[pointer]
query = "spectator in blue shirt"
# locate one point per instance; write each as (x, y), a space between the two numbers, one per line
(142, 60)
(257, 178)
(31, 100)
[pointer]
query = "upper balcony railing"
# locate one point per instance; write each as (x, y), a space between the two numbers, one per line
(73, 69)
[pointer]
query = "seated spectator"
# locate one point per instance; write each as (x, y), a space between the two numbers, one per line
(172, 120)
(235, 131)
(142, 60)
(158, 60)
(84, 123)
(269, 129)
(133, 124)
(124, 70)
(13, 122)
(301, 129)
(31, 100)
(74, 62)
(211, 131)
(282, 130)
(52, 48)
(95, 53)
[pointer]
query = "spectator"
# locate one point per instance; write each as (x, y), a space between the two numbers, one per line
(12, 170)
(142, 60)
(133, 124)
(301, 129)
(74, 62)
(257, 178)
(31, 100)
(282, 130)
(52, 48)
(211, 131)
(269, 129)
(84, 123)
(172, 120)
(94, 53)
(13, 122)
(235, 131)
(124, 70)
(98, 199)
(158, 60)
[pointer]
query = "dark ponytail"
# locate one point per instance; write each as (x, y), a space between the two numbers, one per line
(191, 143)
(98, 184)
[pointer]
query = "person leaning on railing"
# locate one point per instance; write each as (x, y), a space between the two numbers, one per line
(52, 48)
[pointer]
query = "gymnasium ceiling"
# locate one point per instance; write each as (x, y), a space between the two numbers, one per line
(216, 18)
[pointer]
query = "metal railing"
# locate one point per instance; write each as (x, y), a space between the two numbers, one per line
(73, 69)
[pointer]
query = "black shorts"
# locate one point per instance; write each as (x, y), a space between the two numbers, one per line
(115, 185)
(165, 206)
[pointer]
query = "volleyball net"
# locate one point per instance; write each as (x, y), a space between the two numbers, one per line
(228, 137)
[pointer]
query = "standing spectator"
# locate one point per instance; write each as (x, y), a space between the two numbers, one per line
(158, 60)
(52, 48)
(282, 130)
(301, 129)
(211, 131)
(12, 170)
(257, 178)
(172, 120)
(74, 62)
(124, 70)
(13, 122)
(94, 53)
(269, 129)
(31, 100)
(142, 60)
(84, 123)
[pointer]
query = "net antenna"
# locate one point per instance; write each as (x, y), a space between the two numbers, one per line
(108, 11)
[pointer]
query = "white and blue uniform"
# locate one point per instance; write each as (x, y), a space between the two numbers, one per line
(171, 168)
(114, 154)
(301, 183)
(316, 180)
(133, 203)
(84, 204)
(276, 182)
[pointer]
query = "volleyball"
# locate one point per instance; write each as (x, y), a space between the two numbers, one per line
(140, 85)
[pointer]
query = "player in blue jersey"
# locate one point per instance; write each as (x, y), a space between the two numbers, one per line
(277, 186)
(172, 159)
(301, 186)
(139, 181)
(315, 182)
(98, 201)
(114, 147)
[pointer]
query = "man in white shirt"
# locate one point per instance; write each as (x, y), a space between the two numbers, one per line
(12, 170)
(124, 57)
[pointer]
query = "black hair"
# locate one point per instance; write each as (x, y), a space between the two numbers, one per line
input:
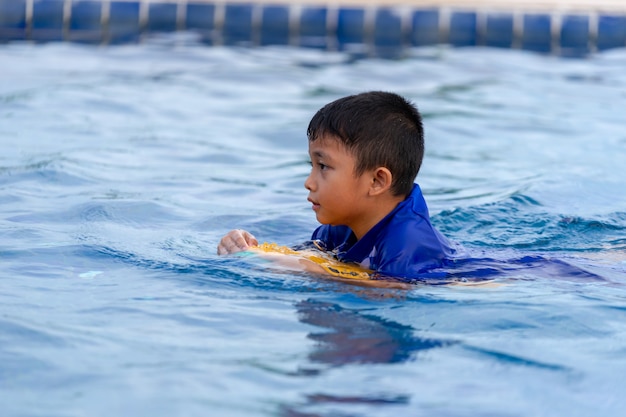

────────────────

What the task requires => Pick out each line in the records above that contains the word "white", and copy those lines.

Task response =>
query = "white and blue uniform"
query = "man in white shirt"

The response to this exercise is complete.